WHAT THE EXERCISE ASKS = Rewrite all of the data below as a two-column CSV with the headers input and output, one row for each text and its answer. Place each in a single quoted field, with any line breaks replaced by spaces.

___ INFORMATION SUPPLIED ___

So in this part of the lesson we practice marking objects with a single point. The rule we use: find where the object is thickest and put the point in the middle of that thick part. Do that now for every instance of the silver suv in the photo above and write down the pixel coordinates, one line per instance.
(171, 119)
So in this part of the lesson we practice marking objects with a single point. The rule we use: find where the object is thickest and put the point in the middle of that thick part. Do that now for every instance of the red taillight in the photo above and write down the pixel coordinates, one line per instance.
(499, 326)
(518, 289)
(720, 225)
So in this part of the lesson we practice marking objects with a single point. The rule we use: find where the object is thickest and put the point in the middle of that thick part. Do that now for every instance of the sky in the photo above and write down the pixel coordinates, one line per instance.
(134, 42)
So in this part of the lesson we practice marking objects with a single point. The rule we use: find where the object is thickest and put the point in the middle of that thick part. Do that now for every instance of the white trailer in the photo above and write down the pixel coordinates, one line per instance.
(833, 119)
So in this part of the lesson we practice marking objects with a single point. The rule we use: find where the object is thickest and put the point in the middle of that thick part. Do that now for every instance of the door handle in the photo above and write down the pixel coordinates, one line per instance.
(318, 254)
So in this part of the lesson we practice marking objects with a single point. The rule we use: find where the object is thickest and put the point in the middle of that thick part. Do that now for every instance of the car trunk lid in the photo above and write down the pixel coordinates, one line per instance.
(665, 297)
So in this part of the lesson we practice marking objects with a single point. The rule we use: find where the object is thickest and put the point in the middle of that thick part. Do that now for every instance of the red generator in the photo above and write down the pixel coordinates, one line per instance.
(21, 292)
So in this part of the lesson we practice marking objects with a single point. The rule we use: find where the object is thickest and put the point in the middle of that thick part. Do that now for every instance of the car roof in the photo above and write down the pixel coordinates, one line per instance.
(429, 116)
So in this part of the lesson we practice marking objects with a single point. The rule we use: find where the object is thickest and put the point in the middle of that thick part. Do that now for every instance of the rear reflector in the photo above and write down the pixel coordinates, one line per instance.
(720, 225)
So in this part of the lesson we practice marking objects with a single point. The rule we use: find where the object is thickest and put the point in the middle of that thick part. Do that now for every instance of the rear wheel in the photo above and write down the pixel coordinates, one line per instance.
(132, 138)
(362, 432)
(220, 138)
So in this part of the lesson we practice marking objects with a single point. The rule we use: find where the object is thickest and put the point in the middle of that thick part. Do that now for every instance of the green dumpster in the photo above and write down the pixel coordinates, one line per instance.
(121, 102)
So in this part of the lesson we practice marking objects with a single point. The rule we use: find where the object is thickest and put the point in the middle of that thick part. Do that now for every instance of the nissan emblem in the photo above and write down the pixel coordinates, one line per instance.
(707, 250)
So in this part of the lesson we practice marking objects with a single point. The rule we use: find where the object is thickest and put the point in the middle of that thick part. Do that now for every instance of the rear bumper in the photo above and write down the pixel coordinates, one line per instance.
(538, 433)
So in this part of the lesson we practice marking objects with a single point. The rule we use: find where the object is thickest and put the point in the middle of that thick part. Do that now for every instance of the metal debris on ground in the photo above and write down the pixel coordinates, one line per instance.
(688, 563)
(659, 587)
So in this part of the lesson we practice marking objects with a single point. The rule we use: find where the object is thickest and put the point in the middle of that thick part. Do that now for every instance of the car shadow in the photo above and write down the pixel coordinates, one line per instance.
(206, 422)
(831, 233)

___

TASK RESPONSE =
input,output
"So in this part of the lesson we practice marking objects with a single point. The rule we use: find where the object is thickest and put the point in the middle of that thick part. Do that now for every instance of the silver suv in the photo above and write down the pixel coordinates, one line per instance.","(171, 119)"
"So in this part of the lesson we practice marking objects with a single point. The rule we use: find where the object is thickest and put the point in the middle of that thick part. Do that now for every instance of the red taillight in the photo above and write down the pixel coordinates, one line per instance.","(499, 326) (518, 289) (720, 225)"
"So in this part of the lesson we practice marking objects with a single point. The rule we use: find where the object is thickest and put the point in the middle of that thick part. Do that now for every instance of the sky in the photo above and write down the pixel coordinates, one line per instance.","(134, 42)"
"So in this part of the lesson we practice marking objects with a single point. The rule we use: find where the object is thickest and put the point in the middle of that thick part. Do that now for every instance of the white trailer in the photo above and write down the pixel coordinates, one line per instance.","(833, 119)"
"So in this part of the lesson we practice marking objects with a single point. The rule we use: find where the object is thickest and put the point in the middle of that thick part. Do that now for every instance of the door handle in the photo above and write down the pixel coordinates, one line per instance.","(318, 254)"
"So in this part of the lesson we practice marking objects with a single point. The rule we use: find where the object is thickest and put the point in the middle of that thick part. Do that now for every instance of the car trunk lid in the photo above and write down the pixel coordinates, one line per instance.","(665, 297)"
"So in this part of the lesson we practice marking objects with a single point. The rule we use: find where the object is thickest and put the point in the middle of that thick part. Do that now for every instance of the red generator in the photo above and write down the pixel coordinates, one line per instance.","(21, 292)"
"So in this part of the lesson we practice marking objects with a single point. The rule we use: find where the object is thickest and put the point in the middle of that thick part. Do that now for every instance of the car roof in the photo above and write down the pixel coordinates, one line per instance.","(429, 116)"
"So in this part of the lesson we practice marking objects with a single point. The rule we use: find where the object is thickest and put the point in the middle of that thick part. Do that now for every instance of the rear reflector in the photo above and write down the pixel coordinates, one line per instance.","(720, 225)"
"So in this part of the lesson we practice marking objects with a single point. The rule we use: find where the object is thickest and put the point in the middle of that thick part. Do that now for every instance of the rear wheel in the photo above and write down the pixel coordinates, one line per instance.","(132, 138) (362, 432) (220, 138)"
"So in this part of the lesson we practice marking objects with a single point. The rule we use: find where the object is thickest and put the point in the middle of that thick part. Do that now for every instance of the green dumpster in the photo above and write down the pixel coordinates, one line per instance.","(121, 102)"
"So in this part of the lesson we practice marking objects with a single point. The rule we use: find where the object is thickest and put the point in the middle of that thick part. Do that now for every instance of the nissan emblem in the photo above and write down the pixel coordinates, one line per instance.","(707, 250)"
"So in this part of the lesson we practice marking objects with a single point. The rule we use: find where the object is thickest and put the point in the middle of that thick part. Do that now for every instance of the rear bumper in the photo above and write down the pixel coordinates, one line per instance.","(538, 433)"
"So in this part of the lesson we practice marking objects with a single point. The rule we use: find where the object is thickest and put the point in the middle of that thick part. Do that now for every instance of the metal debris on ground in the photo above and write down the pixel coordinates, one line per instance.","(688, 563) (659, 587)"
"So in this part of the lesson we practice marking objects with a single point. The rule we use: find where the object is thickest and put the point in the middle of that thick part. Do that now for every instance of the car shadow in the photo above and write down the pixel coordinates, one line per instance.","(206, 422) (831, 233)"